* SELECTED EXCERPT:
****************************************

Brooklynites Drink; Bronx Has Asthma, Report Finds

Our city is getting healthier, but there are still large differences among neighborhoods

What does your zip code say about your drinking habits?  How fat or fit is your neighborhood?  Where are you more likely to fear an intimate partner?  The New York City Department of Health and Mental Hygiene has some answers in its annual “Community Health Profile.”

According to the health department, newly released data shows that our City is getting healthier, but there are still large differences among neighborhoods.

For example, if you live in downtown Manhattan or around 11217 -- parts of downtown Brooklyn including Fort Greene, Boerum Hill and Park Slope -- you are far more likely to binge drink than if you live in Flatbush or Bay Ridge or Central Harlem.

Watch out for syphilis in Chelsea, where 67 of 100,000 residents is infected.  Compare that to 8 out of 100,000 around the rest of the city.

As far as smoking goes, Staten Island is one big tobacco shop, the data indicates.  Long Island City and Astoria also boasts a fair amount of smokers, as does Chelsea and Greenwich Village.  But out in southeast Queens, or Canarsie, some 70-percent of the population reportedly never smokes.

****************************************

* INFORMATION:
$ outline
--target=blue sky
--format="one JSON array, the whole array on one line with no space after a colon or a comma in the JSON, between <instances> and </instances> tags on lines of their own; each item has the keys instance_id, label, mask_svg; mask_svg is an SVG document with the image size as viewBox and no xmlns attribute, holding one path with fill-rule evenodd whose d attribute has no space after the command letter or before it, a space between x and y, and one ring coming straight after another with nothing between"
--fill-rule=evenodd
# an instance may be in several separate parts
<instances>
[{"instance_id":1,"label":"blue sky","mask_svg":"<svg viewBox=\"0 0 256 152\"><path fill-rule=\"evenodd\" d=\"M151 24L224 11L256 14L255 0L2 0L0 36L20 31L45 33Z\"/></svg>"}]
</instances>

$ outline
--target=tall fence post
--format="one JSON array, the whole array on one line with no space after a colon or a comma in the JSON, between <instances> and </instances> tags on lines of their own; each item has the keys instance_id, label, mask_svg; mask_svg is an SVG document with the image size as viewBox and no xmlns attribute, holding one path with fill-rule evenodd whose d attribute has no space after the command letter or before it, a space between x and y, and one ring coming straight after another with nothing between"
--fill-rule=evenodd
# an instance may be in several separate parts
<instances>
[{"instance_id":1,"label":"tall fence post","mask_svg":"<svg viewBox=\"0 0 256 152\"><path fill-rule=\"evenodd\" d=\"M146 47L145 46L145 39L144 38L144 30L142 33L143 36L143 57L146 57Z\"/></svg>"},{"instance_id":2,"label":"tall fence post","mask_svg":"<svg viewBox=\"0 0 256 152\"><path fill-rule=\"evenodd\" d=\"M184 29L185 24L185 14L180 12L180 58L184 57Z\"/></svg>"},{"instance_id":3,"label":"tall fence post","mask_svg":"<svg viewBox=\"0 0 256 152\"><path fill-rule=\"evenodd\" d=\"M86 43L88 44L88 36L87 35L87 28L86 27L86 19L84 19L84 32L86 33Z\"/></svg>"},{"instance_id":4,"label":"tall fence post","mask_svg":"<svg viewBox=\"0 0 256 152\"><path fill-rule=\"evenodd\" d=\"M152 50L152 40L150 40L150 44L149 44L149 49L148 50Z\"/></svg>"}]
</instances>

****************************************

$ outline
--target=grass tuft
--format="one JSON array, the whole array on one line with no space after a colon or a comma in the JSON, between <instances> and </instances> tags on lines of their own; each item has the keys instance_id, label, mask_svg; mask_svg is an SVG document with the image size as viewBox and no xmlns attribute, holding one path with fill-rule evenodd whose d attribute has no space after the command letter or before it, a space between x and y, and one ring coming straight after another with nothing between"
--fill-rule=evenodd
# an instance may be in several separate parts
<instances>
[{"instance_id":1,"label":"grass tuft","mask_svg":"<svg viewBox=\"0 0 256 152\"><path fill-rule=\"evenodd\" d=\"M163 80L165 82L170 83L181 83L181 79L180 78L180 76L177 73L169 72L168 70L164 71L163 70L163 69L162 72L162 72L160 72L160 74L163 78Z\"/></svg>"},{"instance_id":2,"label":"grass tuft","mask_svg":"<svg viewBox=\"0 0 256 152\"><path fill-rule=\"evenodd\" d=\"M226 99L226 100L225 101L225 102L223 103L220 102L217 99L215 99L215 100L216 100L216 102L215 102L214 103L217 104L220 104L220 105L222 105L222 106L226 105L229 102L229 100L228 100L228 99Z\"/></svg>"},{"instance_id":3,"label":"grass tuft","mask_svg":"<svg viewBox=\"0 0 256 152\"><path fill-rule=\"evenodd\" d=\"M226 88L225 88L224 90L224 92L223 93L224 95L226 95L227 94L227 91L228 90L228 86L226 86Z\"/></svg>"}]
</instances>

****************************************

* YOUR TASKS:
1. Condense the paragraph of the neighborhood health article that begins "As far as smoking goes" into a short bulleted list that keeps its main facts.
2. From the neighborhood health article, extract everything from "As far as smoking" down to "reportedly never smokes.", word for word.

* SOLUTIONS TO THE PROBLEMS:
1.
- According to the data, Staten Island has a great many smokers.
- Long Island City, Astoria, Chelsea and Greenwich Village also have a fair number of smokers.
- In southeast Queens or Canarsie, about 70 percent of the population reportedly never smokes.

2.
As far as smoking goes, Staten Island is one big tobacco shop, the data indicates.  Long Island City and Astoria also boasts a fair amount of smokers, as does Chelsea and Greenwich Village.  But out in southeast Queens, or Canarsie, some 70-percent of the population reportedly never smokes.